Do this = From the line that includes "In this photo, where can the blank" to the last line of the data, quote each line precisely; both boundary lines belong in the answer.

◇ ◇ ◇ ◇

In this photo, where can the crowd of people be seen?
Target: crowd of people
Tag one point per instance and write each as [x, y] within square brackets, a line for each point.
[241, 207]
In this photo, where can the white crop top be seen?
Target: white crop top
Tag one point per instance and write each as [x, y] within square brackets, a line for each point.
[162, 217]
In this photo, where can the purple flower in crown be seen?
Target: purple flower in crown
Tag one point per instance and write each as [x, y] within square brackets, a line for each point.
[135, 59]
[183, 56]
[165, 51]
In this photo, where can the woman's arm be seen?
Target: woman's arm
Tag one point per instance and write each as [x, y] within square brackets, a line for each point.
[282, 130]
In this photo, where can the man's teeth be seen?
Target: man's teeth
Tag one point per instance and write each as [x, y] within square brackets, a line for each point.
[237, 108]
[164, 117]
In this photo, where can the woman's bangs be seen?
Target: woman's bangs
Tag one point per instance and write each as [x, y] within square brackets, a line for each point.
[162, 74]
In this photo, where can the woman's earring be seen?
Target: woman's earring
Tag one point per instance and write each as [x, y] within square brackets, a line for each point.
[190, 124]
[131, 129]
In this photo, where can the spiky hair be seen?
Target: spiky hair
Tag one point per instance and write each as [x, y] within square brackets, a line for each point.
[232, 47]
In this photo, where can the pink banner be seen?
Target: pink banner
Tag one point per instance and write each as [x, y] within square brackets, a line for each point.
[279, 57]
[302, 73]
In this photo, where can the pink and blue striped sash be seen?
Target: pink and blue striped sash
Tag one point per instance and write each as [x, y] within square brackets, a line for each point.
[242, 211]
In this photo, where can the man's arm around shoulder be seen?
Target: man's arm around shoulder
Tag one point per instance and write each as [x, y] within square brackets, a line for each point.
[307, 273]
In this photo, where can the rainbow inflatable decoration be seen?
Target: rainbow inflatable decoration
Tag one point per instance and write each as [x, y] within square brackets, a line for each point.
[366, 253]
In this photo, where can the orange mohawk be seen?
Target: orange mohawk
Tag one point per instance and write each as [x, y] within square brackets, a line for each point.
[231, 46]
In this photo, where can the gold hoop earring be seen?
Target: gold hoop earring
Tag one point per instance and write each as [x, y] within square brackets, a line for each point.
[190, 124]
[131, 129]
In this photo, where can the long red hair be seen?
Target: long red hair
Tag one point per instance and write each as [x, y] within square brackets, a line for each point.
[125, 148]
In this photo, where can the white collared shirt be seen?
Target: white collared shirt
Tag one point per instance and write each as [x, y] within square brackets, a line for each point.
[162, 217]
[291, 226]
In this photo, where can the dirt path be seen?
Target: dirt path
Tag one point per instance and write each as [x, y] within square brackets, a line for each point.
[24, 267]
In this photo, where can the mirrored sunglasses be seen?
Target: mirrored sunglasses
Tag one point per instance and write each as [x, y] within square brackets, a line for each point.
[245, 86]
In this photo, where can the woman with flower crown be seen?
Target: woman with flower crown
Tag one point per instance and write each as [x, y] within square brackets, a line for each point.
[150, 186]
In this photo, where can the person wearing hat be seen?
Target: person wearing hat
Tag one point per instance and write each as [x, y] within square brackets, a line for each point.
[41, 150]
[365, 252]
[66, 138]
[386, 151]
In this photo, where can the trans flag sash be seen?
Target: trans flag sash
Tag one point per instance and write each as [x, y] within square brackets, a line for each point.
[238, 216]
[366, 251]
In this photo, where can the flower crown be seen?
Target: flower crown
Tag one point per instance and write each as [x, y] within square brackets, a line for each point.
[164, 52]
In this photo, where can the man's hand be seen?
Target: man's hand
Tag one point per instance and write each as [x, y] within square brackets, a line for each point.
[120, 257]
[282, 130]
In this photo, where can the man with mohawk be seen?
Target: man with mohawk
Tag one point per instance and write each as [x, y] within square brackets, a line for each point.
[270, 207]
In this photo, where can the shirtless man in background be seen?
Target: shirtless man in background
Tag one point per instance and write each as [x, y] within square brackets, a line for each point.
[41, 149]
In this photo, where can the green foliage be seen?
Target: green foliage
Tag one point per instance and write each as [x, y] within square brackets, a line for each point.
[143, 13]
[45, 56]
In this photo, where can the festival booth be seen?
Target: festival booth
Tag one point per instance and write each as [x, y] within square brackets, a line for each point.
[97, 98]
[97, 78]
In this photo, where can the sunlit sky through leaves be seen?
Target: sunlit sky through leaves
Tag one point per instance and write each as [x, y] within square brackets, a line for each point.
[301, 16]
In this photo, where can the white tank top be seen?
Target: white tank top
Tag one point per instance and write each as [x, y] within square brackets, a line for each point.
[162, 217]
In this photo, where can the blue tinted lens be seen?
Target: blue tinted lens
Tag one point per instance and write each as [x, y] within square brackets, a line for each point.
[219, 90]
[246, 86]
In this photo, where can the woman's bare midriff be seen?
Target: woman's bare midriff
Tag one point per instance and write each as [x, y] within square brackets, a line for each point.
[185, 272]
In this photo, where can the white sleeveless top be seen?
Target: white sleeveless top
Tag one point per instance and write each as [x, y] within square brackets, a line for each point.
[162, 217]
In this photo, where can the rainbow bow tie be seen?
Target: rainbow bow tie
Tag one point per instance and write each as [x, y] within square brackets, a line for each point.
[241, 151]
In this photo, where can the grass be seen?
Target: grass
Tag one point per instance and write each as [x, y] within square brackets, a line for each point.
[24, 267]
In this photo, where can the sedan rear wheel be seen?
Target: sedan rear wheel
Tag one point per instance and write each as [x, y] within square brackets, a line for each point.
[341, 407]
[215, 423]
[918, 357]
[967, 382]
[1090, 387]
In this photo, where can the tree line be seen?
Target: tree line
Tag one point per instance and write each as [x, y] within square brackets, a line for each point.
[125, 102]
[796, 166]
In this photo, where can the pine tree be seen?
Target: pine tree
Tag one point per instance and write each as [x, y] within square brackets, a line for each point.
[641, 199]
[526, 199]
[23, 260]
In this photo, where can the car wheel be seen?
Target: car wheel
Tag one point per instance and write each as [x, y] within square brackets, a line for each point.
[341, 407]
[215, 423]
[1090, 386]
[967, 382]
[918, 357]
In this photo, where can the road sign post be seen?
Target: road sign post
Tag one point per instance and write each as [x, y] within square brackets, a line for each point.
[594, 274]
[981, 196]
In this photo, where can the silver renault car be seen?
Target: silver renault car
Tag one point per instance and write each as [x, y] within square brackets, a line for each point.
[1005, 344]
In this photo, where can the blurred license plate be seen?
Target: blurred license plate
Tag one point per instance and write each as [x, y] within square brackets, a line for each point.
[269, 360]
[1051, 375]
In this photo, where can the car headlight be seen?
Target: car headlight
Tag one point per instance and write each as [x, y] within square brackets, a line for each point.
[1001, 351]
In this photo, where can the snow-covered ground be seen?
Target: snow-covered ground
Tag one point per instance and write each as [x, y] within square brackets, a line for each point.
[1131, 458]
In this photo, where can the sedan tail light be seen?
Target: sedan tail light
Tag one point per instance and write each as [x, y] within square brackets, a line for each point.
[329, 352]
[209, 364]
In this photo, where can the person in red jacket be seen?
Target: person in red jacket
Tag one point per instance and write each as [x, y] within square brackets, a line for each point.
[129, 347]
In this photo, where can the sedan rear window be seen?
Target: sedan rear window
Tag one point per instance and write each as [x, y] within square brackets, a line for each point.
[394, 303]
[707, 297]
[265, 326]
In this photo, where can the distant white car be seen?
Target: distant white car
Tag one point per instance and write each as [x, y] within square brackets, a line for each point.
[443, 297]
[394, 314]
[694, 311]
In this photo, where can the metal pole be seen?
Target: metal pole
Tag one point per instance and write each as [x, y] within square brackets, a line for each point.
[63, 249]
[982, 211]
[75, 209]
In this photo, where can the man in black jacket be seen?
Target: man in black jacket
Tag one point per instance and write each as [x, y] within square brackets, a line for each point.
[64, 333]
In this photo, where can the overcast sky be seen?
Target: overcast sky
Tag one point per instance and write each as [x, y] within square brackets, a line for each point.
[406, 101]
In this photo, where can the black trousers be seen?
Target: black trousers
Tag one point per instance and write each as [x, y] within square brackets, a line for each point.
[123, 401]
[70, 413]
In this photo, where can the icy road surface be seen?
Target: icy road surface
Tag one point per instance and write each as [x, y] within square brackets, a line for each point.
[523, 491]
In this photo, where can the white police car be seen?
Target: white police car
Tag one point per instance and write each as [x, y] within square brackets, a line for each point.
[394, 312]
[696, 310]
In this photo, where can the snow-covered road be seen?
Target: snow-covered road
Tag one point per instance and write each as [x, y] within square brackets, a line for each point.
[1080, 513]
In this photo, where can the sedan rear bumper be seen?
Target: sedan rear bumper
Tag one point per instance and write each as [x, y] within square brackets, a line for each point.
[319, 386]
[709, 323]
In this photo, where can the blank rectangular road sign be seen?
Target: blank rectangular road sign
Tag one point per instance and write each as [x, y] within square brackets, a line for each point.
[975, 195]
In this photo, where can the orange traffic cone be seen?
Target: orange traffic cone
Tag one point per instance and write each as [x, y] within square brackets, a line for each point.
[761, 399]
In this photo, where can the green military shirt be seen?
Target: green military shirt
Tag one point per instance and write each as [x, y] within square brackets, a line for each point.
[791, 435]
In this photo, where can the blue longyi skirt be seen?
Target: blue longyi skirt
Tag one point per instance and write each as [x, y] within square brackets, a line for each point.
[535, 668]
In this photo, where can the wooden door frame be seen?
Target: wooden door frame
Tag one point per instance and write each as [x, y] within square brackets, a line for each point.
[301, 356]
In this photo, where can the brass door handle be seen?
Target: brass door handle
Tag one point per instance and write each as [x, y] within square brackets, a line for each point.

◇ ◇ ◇ ◇

Final result =
In this photo, where can the blank rectangular road sign be seen?
Target: blank rectangular road sign
Tag one point per instance and write each as [x, y] within square brackets, a line for each point.
[975, 195]
In this photo, where can the orange traffic cone be seen?
Target: orange traffic cone
Tag one point per instance and write each as [x, y] within square brackets, a line for each point.
[761, 399]
In this photo, where can the green military shirt be seen?
Target: green military shirt
Tag one point per instance and write each as [x, y] within square brackets, a line for each point.
[791, 435]
In this photo, where can the blue longyi skirt be seen?
Target: blue longyi skirt
Tag one point per instance and write each as [x, y] within square brackets, a line for each point.
[535, 668]
In this photo, where can the wooden door frame be seen?
Target: wooden door frame
Tag one point per instance and write each as [x, y] within square brackets, a line for each point.
[301, 356]
In this photo, where can the brass door handle be seen?
Target: brass door handle
Tag one point per instance and write each as [x, y] within square brackets, a line for each point.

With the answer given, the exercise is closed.